**EXERCISE TASK A**
Answer these questions from the witness fee passage:
(i) What daily fee did the relevant statute entitle a witness to?
(ii) On what basis did the court say a witness could not be paid?
(iii) How did the court classify the trial court's failure to tailor a specific jury instruction?
**EXERCISE TASK B**
Set down the part of the witness fee passage between "The court was" and "of the litigation.", inclusive, word for word.

**SOURCE**
######

The court was "troubled" by what was clearly an exorbitant fee paid to a witness for minimal testimony. The relevant statute provided that a witness was entitled to a fee of $15 per day and $.23 per mile travel, but the court wrote it was not improper to pay a witness "reasonable" compensation beyond those amounts for attending, testifying and preparing. The court noted that a witness, however, could not be paid based on the outcome of the litigation.
The court, disturbed by what it called a "disproportionate fee for a short amount of time" and realizing that an excessive payment tended to influence witnesses to testify favorably for the party that paid them, also stated "[a] line must be drawn." However, it not only failed to draw that line, but did not set forth any criteria for when a payment to a witness becomes a bribe. It did hold that the trial court should have tailored a specific jury instruction for the situation, but found the failure to do so was harmless error.

######

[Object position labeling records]
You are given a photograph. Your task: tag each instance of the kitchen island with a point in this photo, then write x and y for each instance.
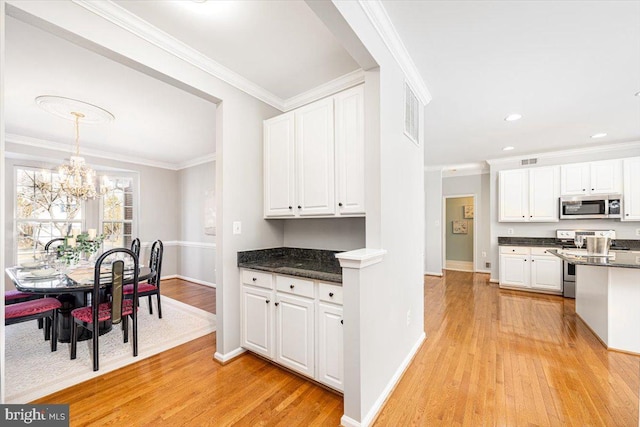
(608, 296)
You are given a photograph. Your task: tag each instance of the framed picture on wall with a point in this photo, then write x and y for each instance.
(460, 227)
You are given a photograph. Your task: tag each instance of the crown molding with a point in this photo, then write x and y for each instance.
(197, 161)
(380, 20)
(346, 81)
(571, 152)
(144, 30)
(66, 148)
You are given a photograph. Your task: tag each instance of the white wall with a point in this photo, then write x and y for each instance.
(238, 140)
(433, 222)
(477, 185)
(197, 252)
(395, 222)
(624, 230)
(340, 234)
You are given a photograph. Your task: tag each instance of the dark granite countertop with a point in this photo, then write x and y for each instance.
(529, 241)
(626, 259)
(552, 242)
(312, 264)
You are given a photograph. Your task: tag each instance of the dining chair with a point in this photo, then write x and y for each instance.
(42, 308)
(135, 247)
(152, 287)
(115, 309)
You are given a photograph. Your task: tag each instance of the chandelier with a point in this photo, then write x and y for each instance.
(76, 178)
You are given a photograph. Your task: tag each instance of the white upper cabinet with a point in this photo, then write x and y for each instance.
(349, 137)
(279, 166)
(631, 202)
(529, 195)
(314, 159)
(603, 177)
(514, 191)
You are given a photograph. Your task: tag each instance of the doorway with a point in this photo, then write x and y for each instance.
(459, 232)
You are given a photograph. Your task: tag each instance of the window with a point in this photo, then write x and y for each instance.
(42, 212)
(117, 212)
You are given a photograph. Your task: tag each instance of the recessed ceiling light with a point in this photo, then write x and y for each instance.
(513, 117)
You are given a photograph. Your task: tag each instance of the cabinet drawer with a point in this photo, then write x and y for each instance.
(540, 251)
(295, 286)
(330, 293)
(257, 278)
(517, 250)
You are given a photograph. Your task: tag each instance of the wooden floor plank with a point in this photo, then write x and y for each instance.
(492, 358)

######

**WRITTEN REPLY A**
(i) $15 per day.
(ii) The outcome of the litigation.
(iii) Harmless error.

**WRITTEN REPLY B**
The court was "troubled" by what was clearly an exorbitant fee paid to a witness for minimal testimony. The relevant statute provided that a witness was entitled to a fee of $15 per day and $.23 per mile travel, but the court wrote it was not improper to pay a witness "reasonable" compensation beyond those amounts for attending, testifying and preparing. The court noted that a witness, however, could not be paid based on the outcome of the litigation.